所示文段:
E - Find The Multiple

Given a positive integer n, write a program to find out a nonzero multiple m of n whose decimal representation contains only the digits 0 and 1. You may assume that n is not greater than 200 and there is a corresponding m containing no more than 100 decimal digits.

Input

The input file may contain multiple test cases. Each line contains a value of n (1 <= n <= 200). A line containing a zero terminates the input.

Output

For each value of n in the input print a line containing the corresponding value of m. The decimal representation of m must not contain more than 100 digits. If there are multiple solutions for a given value of n, any one of them is acceptable.

Sample Input

2 6 19 0

Sample Output

10 100100100100100100 111111111111111111

題意：求n的任意一個倍數m,即m%n=0, m要滿足m的每一位要麼是1要麼0.

思路：這道題可以用深度優先搜尋來做，我們以a=1為頂點開始搜尋。

把a的值更新為a=a*10 ,    dfs(a), 或者a=a*10+1,  dfs(a);如果a%n==0,就往回回溯，或者搜尋的深度大於等於19的話，也要回溯。

任务要求 A: 请照录上面这篇求倍数题解中的一段文字，从“Given a positive”起，到“them is acceptable.”止。
任务要求 B: 请从上面这篇求倍数题解的最后一句之后接着往下续写。

所给数据行:
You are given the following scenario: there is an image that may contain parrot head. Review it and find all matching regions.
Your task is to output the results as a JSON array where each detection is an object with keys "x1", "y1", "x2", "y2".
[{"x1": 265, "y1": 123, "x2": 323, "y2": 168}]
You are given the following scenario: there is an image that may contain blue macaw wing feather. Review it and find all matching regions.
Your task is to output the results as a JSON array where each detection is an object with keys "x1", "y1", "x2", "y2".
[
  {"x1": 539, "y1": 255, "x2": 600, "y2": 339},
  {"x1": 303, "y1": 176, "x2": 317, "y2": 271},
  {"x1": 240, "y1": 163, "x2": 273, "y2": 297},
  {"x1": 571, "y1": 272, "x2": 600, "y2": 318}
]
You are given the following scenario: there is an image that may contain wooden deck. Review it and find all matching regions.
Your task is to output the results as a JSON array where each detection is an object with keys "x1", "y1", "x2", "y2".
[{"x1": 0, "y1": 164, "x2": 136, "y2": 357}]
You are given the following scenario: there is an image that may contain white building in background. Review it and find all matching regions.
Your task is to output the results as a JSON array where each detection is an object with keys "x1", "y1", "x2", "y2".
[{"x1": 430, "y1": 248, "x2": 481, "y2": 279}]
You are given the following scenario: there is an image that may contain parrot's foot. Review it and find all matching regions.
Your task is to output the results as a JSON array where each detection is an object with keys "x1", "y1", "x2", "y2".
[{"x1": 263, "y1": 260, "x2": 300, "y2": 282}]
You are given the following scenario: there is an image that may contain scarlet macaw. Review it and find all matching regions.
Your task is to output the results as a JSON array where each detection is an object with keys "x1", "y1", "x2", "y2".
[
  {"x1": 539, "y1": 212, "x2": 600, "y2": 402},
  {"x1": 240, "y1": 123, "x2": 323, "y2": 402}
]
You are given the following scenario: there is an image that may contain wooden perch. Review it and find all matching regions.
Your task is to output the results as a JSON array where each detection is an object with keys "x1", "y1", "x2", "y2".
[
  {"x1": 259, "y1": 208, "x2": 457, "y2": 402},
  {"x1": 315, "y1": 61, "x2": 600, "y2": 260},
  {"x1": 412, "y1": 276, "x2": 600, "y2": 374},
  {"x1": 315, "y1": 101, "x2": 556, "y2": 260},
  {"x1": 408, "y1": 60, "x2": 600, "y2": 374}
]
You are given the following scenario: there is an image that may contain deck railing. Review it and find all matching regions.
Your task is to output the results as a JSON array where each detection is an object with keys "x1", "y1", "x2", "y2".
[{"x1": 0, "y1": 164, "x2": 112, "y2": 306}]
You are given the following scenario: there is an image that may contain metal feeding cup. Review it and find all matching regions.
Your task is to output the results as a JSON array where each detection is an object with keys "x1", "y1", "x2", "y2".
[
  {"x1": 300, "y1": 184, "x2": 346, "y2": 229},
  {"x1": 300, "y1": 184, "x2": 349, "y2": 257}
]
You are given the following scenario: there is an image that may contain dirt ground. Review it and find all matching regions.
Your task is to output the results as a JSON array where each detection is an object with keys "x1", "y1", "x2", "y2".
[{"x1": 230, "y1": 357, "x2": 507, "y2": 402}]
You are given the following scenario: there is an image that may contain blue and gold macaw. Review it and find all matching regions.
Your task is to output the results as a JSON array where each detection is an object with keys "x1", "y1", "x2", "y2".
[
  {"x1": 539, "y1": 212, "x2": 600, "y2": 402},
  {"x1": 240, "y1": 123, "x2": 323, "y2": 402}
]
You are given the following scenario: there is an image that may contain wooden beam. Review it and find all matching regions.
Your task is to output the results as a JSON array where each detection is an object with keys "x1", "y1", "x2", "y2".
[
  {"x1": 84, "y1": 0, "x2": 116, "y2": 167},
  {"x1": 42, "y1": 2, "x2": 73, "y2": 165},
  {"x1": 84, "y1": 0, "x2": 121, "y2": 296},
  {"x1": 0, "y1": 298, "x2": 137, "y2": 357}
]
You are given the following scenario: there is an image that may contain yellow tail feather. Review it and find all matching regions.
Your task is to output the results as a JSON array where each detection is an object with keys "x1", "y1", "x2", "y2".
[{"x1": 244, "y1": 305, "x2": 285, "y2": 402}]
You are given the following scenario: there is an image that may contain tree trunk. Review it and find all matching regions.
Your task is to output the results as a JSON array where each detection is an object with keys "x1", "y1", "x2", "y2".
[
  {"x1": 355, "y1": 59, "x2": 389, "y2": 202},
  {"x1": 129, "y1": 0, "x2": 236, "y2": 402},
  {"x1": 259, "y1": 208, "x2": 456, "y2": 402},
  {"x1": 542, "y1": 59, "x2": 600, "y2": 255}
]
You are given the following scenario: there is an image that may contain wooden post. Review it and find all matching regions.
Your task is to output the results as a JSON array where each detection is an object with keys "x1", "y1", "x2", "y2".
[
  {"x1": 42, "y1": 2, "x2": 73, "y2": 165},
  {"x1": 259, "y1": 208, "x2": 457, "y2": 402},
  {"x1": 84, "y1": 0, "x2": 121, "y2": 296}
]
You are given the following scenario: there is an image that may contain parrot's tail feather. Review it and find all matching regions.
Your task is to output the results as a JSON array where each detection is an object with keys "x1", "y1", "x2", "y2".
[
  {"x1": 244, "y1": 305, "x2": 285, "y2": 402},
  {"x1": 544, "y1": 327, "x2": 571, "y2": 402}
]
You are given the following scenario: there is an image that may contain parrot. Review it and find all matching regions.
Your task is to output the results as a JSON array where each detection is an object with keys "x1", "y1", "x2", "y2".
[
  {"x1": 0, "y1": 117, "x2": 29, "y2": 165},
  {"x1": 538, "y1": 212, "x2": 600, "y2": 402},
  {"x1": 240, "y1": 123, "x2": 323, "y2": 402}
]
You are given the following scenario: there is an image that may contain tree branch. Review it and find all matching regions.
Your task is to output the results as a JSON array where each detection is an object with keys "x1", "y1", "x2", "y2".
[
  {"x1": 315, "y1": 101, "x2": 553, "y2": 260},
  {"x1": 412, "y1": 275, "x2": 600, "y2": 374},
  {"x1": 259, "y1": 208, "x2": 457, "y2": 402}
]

* * *

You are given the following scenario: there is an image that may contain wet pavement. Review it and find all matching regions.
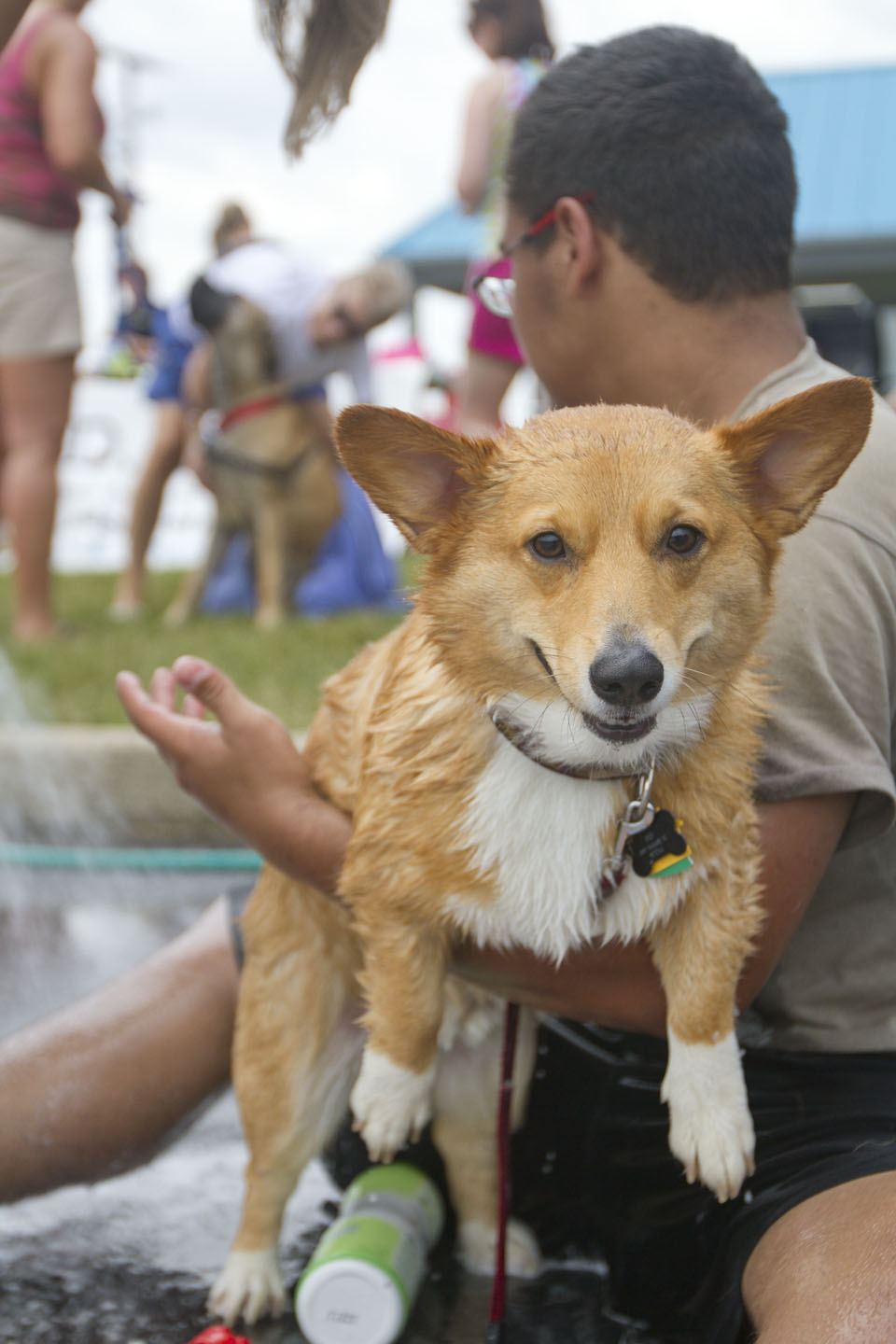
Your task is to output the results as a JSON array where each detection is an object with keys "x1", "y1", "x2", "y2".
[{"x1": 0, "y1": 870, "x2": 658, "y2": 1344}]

任务结果 A:
Given a positive integer n, write a program to find out a nonzero multiple m of n whose decimal representation contains only the digits 0 and 1. You may assume that n is not greater than 200 and there is a corresponding m containing no more than 100 decimal digits.

Input

The input file may contain multiple test cases. Each line contains a value of n (1 <= n <= 200). A line containing a zero terminates the input.

Output

For each value of n in the input print a line containing the corresponding value of m. The decimal representation of m must not contain more than 100 digits. If there are multiple solutions for a given value of n, any one of them is acceptable.

任务结果 B:
#include<cstdio>
#include<cstdlib>
#include<cstring>
#include<iostream>
#include<stack>
#include<algorithm>
using namespace std;
const int maxn=100005;
#define LL long long
int vis[maxn];
stack<int>s;
LL flag=0;
LL n;
void dfs(LL a,int t)
{
    if(t>=19)
    return ;
    if(flag)
        return ;
    if(a%n==0)
    {
        flag=1;
        printf("%lld\n",a);
        return ;
    }
    else
    {
        dfs(a*10,t+1);
        dfs(a*10+1,t+1);
    }

}
int main()
{
    while(~scanf("%lld",&n)&&n)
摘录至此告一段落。